Directions for this task: Copy the listing below line for line, changing nothing.

** Begin Records for this task **

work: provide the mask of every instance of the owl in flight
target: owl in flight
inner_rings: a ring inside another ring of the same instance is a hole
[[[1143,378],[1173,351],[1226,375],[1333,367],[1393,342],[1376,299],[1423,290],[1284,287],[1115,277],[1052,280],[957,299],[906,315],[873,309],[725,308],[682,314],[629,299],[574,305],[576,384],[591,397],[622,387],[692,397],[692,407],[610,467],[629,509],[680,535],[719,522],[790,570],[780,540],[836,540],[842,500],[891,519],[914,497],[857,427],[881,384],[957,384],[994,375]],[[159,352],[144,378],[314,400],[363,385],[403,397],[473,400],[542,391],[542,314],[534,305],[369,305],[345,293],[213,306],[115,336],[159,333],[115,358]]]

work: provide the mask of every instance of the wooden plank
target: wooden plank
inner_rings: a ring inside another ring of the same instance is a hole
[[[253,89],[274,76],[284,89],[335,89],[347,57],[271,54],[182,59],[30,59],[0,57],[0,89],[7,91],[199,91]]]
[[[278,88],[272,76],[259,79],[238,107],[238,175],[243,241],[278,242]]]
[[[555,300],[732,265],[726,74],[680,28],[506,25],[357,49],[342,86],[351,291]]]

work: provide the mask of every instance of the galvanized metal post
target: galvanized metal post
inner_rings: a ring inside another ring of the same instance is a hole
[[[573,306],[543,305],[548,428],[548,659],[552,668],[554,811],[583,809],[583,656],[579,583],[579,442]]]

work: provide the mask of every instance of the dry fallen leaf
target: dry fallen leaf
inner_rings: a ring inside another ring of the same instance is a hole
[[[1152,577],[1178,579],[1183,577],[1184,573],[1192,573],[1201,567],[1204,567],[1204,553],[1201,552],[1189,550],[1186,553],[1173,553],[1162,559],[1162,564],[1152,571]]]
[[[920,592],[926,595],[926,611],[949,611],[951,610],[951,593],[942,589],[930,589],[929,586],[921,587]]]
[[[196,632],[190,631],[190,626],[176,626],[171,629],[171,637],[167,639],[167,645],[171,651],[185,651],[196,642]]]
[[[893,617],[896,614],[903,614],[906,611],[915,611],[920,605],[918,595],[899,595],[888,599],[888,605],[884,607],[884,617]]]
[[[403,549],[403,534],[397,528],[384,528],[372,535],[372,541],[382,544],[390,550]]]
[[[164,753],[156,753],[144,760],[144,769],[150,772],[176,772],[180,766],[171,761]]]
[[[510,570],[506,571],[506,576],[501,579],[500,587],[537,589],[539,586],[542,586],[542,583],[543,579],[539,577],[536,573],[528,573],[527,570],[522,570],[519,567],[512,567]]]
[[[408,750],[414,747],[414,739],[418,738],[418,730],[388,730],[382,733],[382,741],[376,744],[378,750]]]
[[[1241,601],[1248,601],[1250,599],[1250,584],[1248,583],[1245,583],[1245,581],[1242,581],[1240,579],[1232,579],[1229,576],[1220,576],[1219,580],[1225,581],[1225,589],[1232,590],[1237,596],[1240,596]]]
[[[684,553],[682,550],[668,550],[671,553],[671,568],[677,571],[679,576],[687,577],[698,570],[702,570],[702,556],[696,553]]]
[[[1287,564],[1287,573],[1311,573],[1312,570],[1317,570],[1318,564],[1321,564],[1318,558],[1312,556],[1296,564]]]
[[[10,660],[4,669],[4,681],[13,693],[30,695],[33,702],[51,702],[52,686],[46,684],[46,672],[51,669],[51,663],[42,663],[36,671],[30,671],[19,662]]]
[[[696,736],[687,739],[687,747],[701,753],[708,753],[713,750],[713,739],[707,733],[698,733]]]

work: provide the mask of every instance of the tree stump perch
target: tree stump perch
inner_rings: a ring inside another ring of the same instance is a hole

** End Records for this task **

Output:
work: provide the mask of every instance of the owl in flight
target: owl in flight
inner_rings: a ring inside another ring of the same instance is a hole
[[[1143,378],[1173,351],[1226,375],[1333,367],[1393,342],[1376,299],[1423,290],[1284,287],[1115,277],[1052,280],[957,299],[906,315],[873,309],[725,308],[682,314],[629,299],[574,305],[576,384],[591,397],[622,387],[692,397],[692,407],[610,467],[629,509],[680,535],[719,522],[790,570],[780,540],[836,540],[842,500],[891,519],[914,497],[857,427],[881,384],[957,384],[994,375]],[[159,352],[144,378],[314,400],[363,385],[403,397],[473,400],[542,391],[542,314],[534,305],[369,305],[345,293],[213,306],[115,336],[159,333],[115,358]]]

work: provide the mask of every instance of the wooden plank
target: wooden plank
inner_rings: a ring inside another ring of the same instance is a hole
[[[253,89],[274,76],[284,89],[335,89],[347,57],[271,54],[182,59],[30,59],[0,57],[0,89],[7,91],[199,91]]]
[[[278,88],[272,76],[259,79],[238,107],[238,175],[243,241],[278,242]]]
[[[555,300],[732,265],[726,74],[680,28],[506,25],[357,49],[342,86],[351,291]]]

work: provide the mask of every instance of the galvanized metal post
target: galvanized metal post
inner_rings: a ring inside another ring of the same instance is a hole
[[[573,306],[543,305],[548,428],[548,659],[552,668],[554,811],[583,809],[583,656],[579,583],[579,442]]]

work: provide the mask of every instance of the dry fallen leaf
target: dry fallen leaf
inner_rings: a ring inside another ring of the same instance is a hole
[[[1152,577],[1178,579],[1183,577],[1184,573],[1192,573],[1201,567],[1204,567],[1204,553],[1201,552],[1189,550],[1186,553],[1173,553],[1162,559],[1162,564],[1152,571]]]
[[[920,592],[926,595],[926,611],[949,611],[951,610],[951,593],[942,589],[930,589],[929,586],[921,587]]]
[[[196,632],[190,631],[190,626],[176,626],[171,629],[171,637],[167,639],[167,645],[171,651],[185,651],[196,642]]]
[[[893,617],[896,614],[903,614],[906,611],[915,611],[920,605],[918,595],[899,595],[888,599],[888,605],[884,607],[884,617]]]
[[[403,549],[403,534],[397,528],[384,528],[372,535],[372,541],[382,544],[390,550]]]
[[[164,753],[156,753],[144,760],[144,769],[150,772],[176,772],[180,766],[171,761]]]
[[[510,570],[506,571],[506,576],[501,579],[500,587],[537,589],[539,586],[542,586],[542,583],[543,579],[539,577],[536,573],[528,573],[527,570],[522,570],[519,567],[512,567]]]
[[[408,750],[414,747],[414,739],[418,738],[418,730],[388,730],[382,733],[382,741],[376,744],[378,750]]]
[[[1241,601],[1248,601],[1250,599],[1250,584],[1248,583],[1245,583],[1245,581],[1242,581],[1240,579],[1232,579],[1229,576],[1220,576],[1219,580],[1225,581],[1225,589],[1232,590],[1237,596],[1240,596]]]
[[[684,553],[682,550],[668,550],[671,553],[671,568],[677,571],[679,576],[687,577],[698,570],[702,570],[702,556],[696,553]]]
[[[1287,564],[1287,573],[1311,573],[1312,570],[1317,570],[1318,564],[1321,564],[1318,558],[1312,556],[1296,564]]]
[[[10,660],[4,669],[4,681],[13,693],[30,695],[33,702],[51,702],[52,686],[46,684],[46,672],[51,669],[51,663],[42,663],[36,671],[30,671],[19,662]]]
[[[696,736],[687,739],[687,747],[701,753],[708,753],[713,750],[713,739],[707,733],[698,733]]]

work: provide the mask of every instance of the tree stump perch
target: tree stump perch
inner_rings: a ring inside another ring of the same instance is a hole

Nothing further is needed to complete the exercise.